#### Source document
----------

The brokerage team said they did not have an estimate regarding when construction will be complete.

With perks including a rooftop deck, a fitness center and a movie screening room—40,000 square feet of amenity space in total—the project looks to break ground in the neighborhood in more ways than one. As the looming L train shutdown condemns many Brooklyn residents to the prospect of a hellish commute in the coming years, ongoing improvements to the 7 line promise to make the trip from Jackson Heights to Manhattan a comparative cinch.

As a result, the HFF team said, optimism abounds for Roosevelt Parc’s ability to attract luxury renters.

“I think that was part of the challenge about this opportunity: it’s a hard project to comp in this submarket given its amenities,” Steven Klein, a managing director at HFF, said. “But because [Werber is] a local operator, they have first-hand knowledge of the submarket, and they know what renters are willing to pay.”

Unlike Long Island City, a sleepy warehouse district in the years before its luxury-housing boom, Jackson Heights is already a bustling residential neighborhood—a trait that could cut both ways for one of the neighborhood’s first high-end developments.

----------

Items from a data source
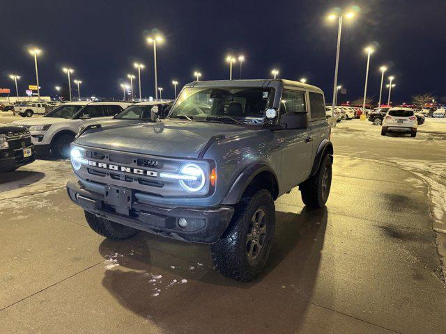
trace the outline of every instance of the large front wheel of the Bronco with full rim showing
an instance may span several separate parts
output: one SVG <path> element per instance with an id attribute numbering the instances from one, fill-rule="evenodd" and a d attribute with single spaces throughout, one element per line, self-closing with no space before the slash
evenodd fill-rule
<path id="1" fill-rule="evenodd" d="M 275 230 L 275 206 L 271 193 L 261 189 L 244 196 L 236 206 L 229 228 L 210 246 L 217 271 L 248 282 L 268 260 Z"/>

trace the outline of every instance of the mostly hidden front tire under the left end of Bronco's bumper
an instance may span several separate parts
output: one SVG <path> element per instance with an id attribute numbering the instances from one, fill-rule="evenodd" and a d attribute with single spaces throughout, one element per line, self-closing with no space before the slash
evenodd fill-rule
<path id="1" fill-rule="evenodd" d="M 128 226 L 114 223 L 113 221 L 109 221 L 105 218 L 100 218 L 86 211 L 85 218 L 86 222 L 89 223 L 89 226 L 93 231 L 102 235 L 102 237 L 106 237 L 109 239 L 128 239 L 139 232 L 139 230 L 135 228 L 129 228 Z"/>

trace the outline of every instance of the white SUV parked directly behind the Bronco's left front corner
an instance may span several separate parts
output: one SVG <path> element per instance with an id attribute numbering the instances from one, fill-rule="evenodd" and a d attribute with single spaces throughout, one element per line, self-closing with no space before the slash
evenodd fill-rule
<path id="1" fill-rule="evenodd" d="M 16 120 L 31 132 L 31 141 L 38 155 L 52 151 L 59 158 L 70 157 L 70 143 L 82 125 L 112 119 L 130 106 L 129 102 L 67 102 L 43 117 Z"/>

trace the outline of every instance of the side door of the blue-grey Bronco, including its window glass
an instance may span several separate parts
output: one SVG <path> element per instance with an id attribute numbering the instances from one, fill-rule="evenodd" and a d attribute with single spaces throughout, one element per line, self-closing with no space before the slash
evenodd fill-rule
<path id="1" fill-rule="evenodd" d="M 305 92 L 284 90 L 279 113 L 307 112 Z M 282 189 L 289 190 L 307 179 L 311 169 L 310 129 L 284 129 L 276 132 L 282 147 Z"/>

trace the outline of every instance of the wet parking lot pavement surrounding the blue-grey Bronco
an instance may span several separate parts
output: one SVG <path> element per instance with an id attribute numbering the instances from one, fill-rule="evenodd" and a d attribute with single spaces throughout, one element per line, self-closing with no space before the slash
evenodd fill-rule
<path id="1" fill-rule="evenodd" d="M 444 148 L 429 134 L 410 141 L 367 131 L 333 130 L 325 208 L 307 209 L 297 189 L 276 201 L 270 260 L 252 283 L 220 276 L 206 245 L 144 232 L 127 241 L 95 234 L 63 188 L 72 178 L 68 161 L 0 175 L 0 328 L 446 333 L 429 189 L 396 164 L 444 163 Z"/>

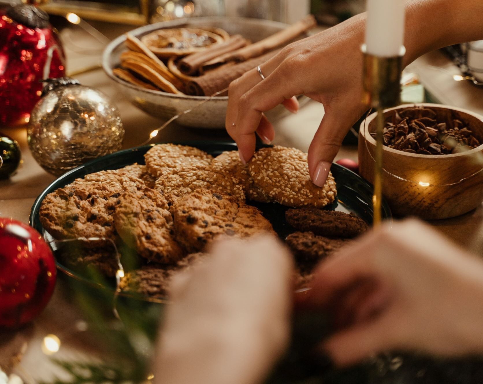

----------

#### Required actions
- a) In the article about the Jackson Heights rental development, how much amenity space does the project include in total?
- b) Continue the article about the Jackson Heights rental development from its final sentence.

#### Outputs in order
- a) 40,000 square feet

- b)
On the one hand, Roosevelt Parc will face little competition for residents seeking high-end digs in the area. On the other, the development could draw ire for boosting rents in a neighborhood whose residents rely on less inflated housing bills.

The neighborhood, famous for its striking ethnic diversity, came to broader attention in 2015 as the subject of the film In Jackson Heights. The documentary, by acclaimed director Frederick Wiseman, highlighted the area’s importance as an affordable, welcoming destination for new immigrants to the U.S.

“Times Square is often called the crossroads of the world, but Mr. Wiseman suggests that that title more rightly belongs to Jackson Heights,” Manohla Dargis wrote in The New York Times.

Representatives from Werber and Principal Global Investors did not respond to requests for comment.